-- WHAT IS REQUIRED --
Extract the complete listing and repeat it word for word.
══ DATA ENTRIES
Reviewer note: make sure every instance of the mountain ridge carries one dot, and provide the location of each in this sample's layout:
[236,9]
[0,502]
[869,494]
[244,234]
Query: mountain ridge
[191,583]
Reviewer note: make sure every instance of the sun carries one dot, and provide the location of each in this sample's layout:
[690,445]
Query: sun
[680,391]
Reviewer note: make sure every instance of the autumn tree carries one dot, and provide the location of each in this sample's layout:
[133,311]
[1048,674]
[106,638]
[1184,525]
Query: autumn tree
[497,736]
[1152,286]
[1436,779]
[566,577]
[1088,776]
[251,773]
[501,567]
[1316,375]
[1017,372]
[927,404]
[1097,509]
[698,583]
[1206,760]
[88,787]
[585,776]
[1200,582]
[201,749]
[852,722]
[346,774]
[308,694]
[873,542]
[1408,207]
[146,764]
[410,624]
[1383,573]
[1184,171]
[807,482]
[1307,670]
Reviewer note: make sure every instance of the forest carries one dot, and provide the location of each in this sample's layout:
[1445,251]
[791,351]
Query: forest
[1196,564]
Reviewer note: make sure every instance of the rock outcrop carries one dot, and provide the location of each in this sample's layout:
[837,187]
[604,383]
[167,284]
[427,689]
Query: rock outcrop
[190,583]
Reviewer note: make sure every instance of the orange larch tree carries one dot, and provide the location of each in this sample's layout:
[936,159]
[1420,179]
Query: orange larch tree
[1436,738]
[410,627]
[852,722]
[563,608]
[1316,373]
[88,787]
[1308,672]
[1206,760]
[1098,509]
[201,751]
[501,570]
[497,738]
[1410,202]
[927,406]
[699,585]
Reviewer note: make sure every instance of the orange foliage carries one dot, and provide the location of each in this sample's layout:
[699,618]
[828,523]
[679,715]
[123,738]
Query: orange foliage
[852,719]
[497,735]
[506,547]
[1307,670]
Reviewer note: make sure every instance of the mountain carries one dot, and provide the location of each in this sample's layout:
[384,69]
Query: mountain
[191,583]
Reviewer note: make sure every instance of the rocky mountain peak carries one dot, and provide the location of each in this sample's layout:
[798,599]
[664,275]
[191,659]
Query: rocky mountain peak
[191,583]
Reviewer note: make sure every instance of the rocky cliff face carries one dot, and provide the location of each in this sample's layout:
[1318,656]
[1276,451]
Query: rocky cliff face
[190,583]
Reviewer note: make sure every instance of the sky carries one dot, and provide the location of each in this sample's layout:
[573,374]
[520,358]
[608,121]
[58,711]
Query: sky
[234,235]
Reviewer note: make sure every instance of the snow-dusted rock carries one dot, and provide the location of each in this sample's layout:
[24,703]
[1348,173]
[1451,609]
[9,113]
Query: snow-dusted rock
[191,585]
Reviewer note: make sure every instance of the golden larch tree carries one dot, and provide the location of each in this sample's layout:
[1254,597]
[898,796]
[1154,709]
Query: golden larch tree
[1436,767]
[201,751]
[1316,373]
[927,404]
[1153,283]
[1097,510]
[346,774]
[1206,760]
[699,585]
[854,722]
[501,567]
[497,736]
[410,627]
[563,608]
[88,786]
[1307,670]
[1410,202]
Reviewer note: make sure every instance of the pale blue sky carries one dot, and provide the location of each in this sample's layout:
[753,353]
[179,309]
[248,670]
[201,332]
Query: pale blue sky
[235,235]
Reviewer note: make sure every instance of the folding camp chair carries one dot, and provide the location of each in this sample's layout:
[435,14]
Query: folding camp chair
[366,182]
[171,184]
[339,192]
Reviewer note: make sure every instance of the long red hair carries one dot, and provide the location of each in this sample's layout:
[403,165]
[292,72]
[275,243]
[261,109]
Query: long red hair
════
-- FINAL ANSWER --
Reviewer note: make sure every instance of the mountain ridge carries one dot, and provide the location of each in this sample's layout:
[236,9]
[0,502]
[869,494]
[244,234]
Query: mountain ridge
[191,583]
Reviewer note: make sure every instance of the sun carries one dot, and provide the location of each in this sample's layout:
[690,445]
Query: sun
[680,391]
Reviewer note: make sure every instance of the autumn tree carries one dot, and provide the location of each in this sample's layout:
[133,311]
[1048,674]
[106,638]
[1184,525]
Query: autumn tree
[497,736]
[1152,286]
[1436,779]
[566,577]
[1088,776]
[251,773]
[501,567]
[1316,375]
[1017,372]
[927,404]
[1097,509]
[698,583]
[1206,760]
[88,787]
[585,776]
[1200,582]
[201,749]
[852,722]
[346,774]
[308,694]
[873,542]
[1408,207]
[146,764]
[410,624]
[1383,573]
[1184,171]
[807,482]
[1307,670]
Reviewer note: make sure every instance of the forest carries one dot, and provide the location of each in this sample's layout:
[1445,251]
[791,351]
Query: forest
[1196,564]
Reviewer note: make sure every instance of the rock outcrop carries one dot, and provide the location of each in this sample's layout:
[837,187]
[604,383]
[167,284]
[427,689]
Query: rock outcrop
[190,583]
Reviewer note: make sure every instance of the orange larch tree carries one dot, and provide the location of each in this sample's layout:
[936,159]
[1420,179]
Query: orange larch tree
[1436,738]
[410,627]
[852,722]
[563,608]
[1316,373]
[88,787]
[1308,672]
[1206,760]
[1098,509]
[201,751]
[501,570]
[497,738]
[1410,202]
[927,406]
[699,585]
Reviewer note: make sure every instance of the orange foliage carries one dot, and provide the location of each in this sample's layout:
[699,618]
[828,523]
[679,715]
[123,738]
Query: orange foliage
[852,719]
[497,735]
[506,547]
[1307,670]
Reviewer note: make sure every instance of the mountain carries one dot, and provide the location of each in this sample's layout:
[384,69]
Query: mountain
[191,583]
Reviewer note: make sure every instance of the rocky mountain peak carries one dot, and provide the location of each in this sample's layout:
[798,599]
[664,275]
[191,659]
Query: rocky mountain peak
[191,583]
Reviewer note: make sure every instance of the rocky cliff face carries one dot, and provide the location of each in this sample's layout:
[1318,656]
[1276,451]
Query: rocky cliff face
[190,583]
Reviewer note: make sure every instance of the sky carries one dot, and provide the location of each in this sample's layout:
[573,374]
[520,358]
[608,121]
[58,711]
Query: sky
[234,235]
Reviewer note: make sure every instance of the snow-dusted rock carries one dot, and provide the location of each in this sample's layout:
[24,703]
[1348,173]
[1451,609]
[9,113]
Query: snow-dusted rock
[191,585]
Reviewer note: make sure every instance of the golden larch tree carries one dot, and provide the location of each in this sample's layout:
[1254,597]
[898,796]
[1154,709]
Query: golden larch tree
[1436,767]
[201,751]
[1316,373]
[927,404]
[1153,283]
[1097,510]
[346,774]
[1206,760]
[699,585]
[854,722]
[501,567]
[497,736]
[410,627]
[563,608]
[88,786]
[1307,670]
[1410,202]
Reviewer note: make sure every instance of the pale blue sky carries one dot, and provide the location of each in this sample's layout:
[753,353]
[179,309]
[248,670]
[201,332]
Query: pale blue sky
[235,235]
Reviewer note: make sure every instance of the folding camp chair carries one dot, and provide the location of each in this sample's layout:
[435,14]
Query: folding camp chair
[366,182]
[171,184]
[339,192]
Reviewer note: make sure every instance of the long red hair carries one dot, and provide the location of each in this sample's layout:
[403,165]
[292,72]
[275,243]
[261,109]
Query: long red hair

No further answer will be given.